* _VORLIEGENDER TEXT_
= = = = = = =
Randy Newman – zum 80. Geburtstag

Aus dem Archiv: ein Interview mit Randy Newman vom Juni 2008

Podcast zum Album „Harps and Angels“ vom August 2008, inklusive Randy Newman-Interview

 

„Life is sweet on easy street“, sang der Popspötter Randy Newman in diesem Song seines Albums „Harps and Angels“. Harfenklänge und Engelsstimmen aus dem Jenseits hatte das Album nicht zu bieten, aber einiges zum Lachen und zum Nachdenken. Pop und Rock war diesmal nicht im musikalischen Angebot, dafür sehr viel Kino fürs Ohr, also filmmusikähnliche Orchester-Arrangements – kein Wunder, seine letzten Veröffentlichungen der vorausgegangenen Jahre waren alles Filmsoundtracks für Hollywood. Sein letztes Songalbum lag damals ganze neun Jahre zurück. Zum damaligen Album „Harps and Angels“, das am 5. August 2008 veröffentlicht wurde, ist hier ein ausführliches Interview dokumentiert, das der Journalist Thomas Östreicher am 20.06.2008 mit Randy Newman geführt hatte.
= = = = = = =
Zeige-Datensätze:
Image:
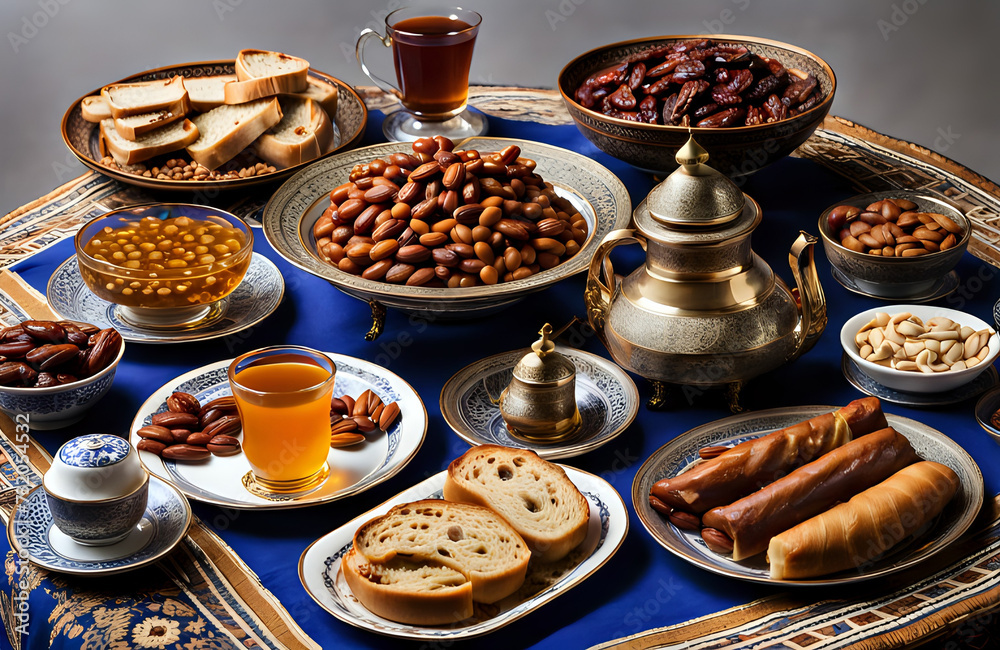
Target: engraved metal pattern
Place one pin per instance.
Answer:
(606, 397)
(319, 567)
(679, 454)
(293, 210)
(735, 152)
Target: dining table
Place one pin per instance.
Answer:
(234, 580)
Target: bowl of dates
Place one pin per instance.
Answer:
(749, 101)
(53, 371)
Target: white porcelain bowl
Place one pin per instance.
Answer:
(917, 382)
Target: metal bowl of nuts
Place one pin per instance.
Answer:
(894, 244)
(165, 265)
(452, 231)
(920, 348)
(54, 371)
(749, 101)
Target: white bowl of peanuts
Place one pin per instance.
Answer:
(920, 348)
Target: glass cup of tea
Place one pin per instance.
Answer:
(432, 53)
(283, 395)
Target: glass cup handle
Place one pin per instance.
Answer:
(359, 53)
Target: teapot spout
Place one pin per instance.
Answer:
(812, 301)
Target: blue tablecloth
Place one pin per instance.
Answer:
(643, 586)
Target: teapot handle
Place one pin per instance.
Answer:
(813, 302)
(598, 294)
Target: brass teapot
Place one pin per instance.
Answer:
(704, 310)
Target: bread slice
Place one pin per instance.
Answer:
(133, 126)
(162, 140)
(145, 97)
(205, 93)
(95, 109)
(227, 130)
(409, 592)
(304, 133)
(471, 540)
(324, 93)
(535, 496)
(261, 74)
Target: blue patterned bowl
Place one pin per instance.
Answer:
(57, 406)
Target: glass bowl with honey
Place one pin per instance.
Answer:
(165, 265)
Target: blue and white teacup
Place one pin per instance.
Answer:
(96, 489)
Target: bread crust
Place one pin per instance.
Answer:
(249, 87)
(439, 607)
(550, 541)
(852, 534)
(317, 141)
(222, 150)
(177, 94)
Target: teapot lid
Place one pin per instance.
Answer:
(695, 195)
(543, 365)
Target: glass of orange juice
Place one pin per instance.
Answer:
(283, 394)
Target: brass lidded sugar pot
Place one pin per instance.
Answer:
(704, 310)
(540, 402)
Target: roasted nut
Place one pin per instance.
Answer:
(152, 446)
(185, 452)
(389, 414)
(180, 402)
(172, 420)
(717, 541)
(346, 439)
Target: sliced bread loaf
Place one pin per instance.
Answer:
(469, 539)
(535, 496)
(205, 93)
(158, 141)
(227, 130)
(416, 593)
(304, 133)
(145, 97)
(261, 74)
(322, 92)
(95, 109)
(133, 126)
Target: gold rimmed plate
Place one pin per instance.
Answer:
(320, 573)
(289, 217)
(82, 137)
(219, 480)
(681, 454)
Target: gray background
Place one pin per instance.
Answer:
(921, 70)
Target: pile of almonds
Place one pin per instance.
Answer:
(893, 228)
(351, 419)
(188, 430)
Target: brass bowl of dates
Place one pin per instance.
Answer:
(446, 229)
(749, 101)
(894, 244)
(165, 265)
(52, 372)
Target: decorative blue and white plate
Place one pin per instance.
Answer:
(606, 396)
(681, 453)
(869, 386)
(258, 295)
(164, 524)
(319, 566)
(353, 469)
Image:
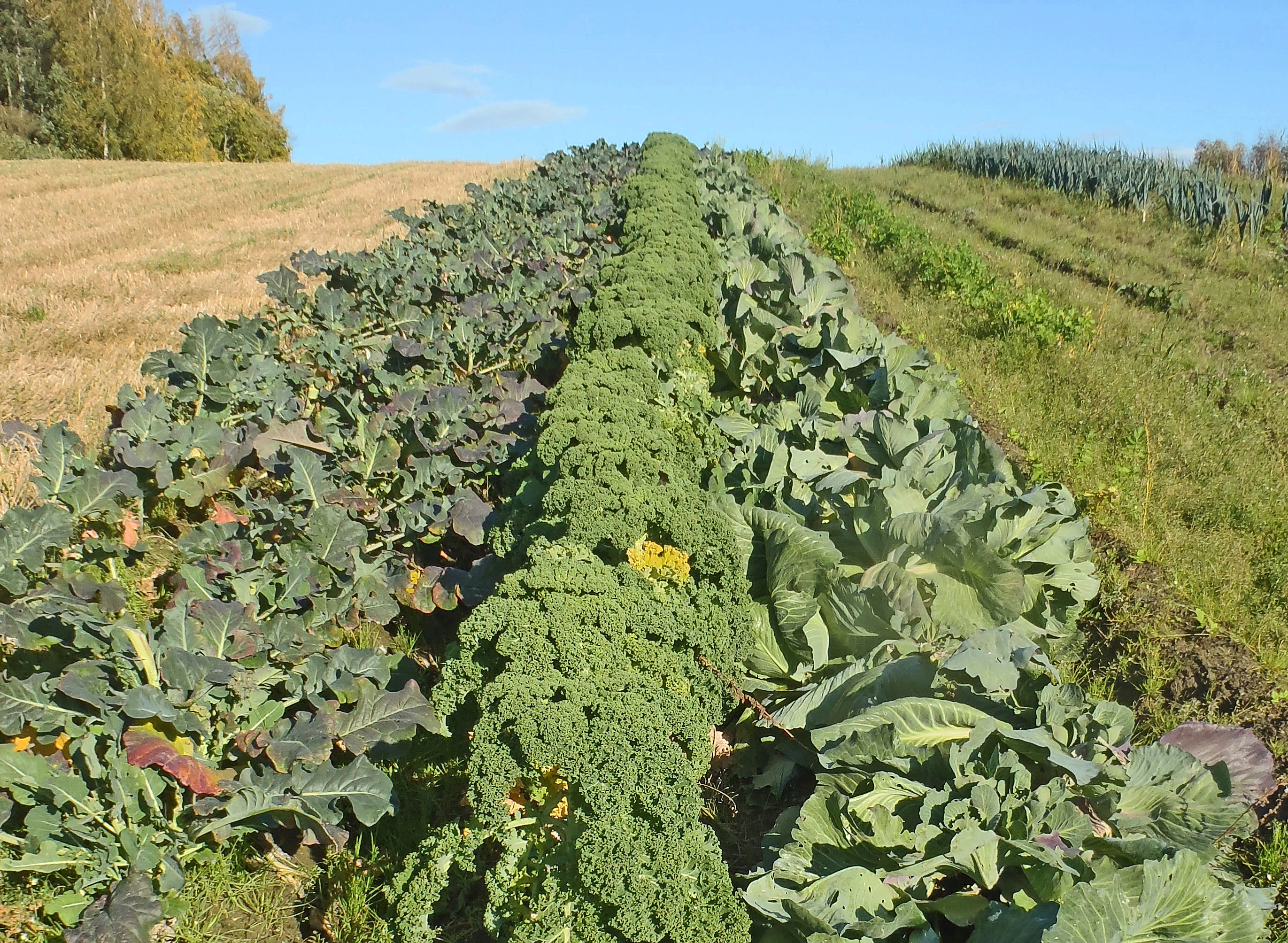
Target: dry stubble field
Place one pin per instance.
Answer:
= = = = = = =
* _DEINE AUFGABEN_
1. Beantworte die folgenden Fragen zum Text über Randy Newman.
(a) An welchem Tag wurde das Album „Harps and Angels“ veröffentlicht?
(b) Wie viele Jahre lag Newmans letztes Songalbum damals zurück?
(c) Welcher Journalist führte das Interview mit Randy Newman?
2. Gib aus dem Text über Randy Newman den Abschnitt wortgetreu wieder, der mit "Podcast zum Album" beginnt und bis einschließlich "Newman geführt hatte." reicht.

* _LÖSUNGEN_
1.
(a) Am 5. August 2008.
(b) Neun Jahre.
(c) Thomas Östreicher.

2.
Podcast zum Album „Harps and Angels“ vom August 2008, inklusive Randy Newman-Interview

 

„Life is sweet on easy street“, sang der Popspötter Randy Newman in diesem Song seines Albums „Harps and Angels“. Harfenklänge und Engelsstimmen aus dem Jenseits hatte das Album nicht zu bieten, aber einiges zum Lachen und zum Nachdenken. Pop und Rock war diesmal nicht im musikalischen Angebot, dafür sehr viel Kino fürs Ohr, also filmmusikähnliche Orchester-Arrangements – kein Wunder, seine letzten Veröffentlichungen der vorausgegangenen Jahre waren alles Filmsoundtracks für Hollywood. Sein letztes Songalbum lag damals ganze neun Jahre zurück. Zum damaligen Album „Harps and Angels“, das am 5. August 2008 veröffentlicht wurde, ist hier ein ausführliches Interview dokumentiert, das der Journalist Thomas Östreicher am 20.06.2008 mit Randy Newman geführt hatte.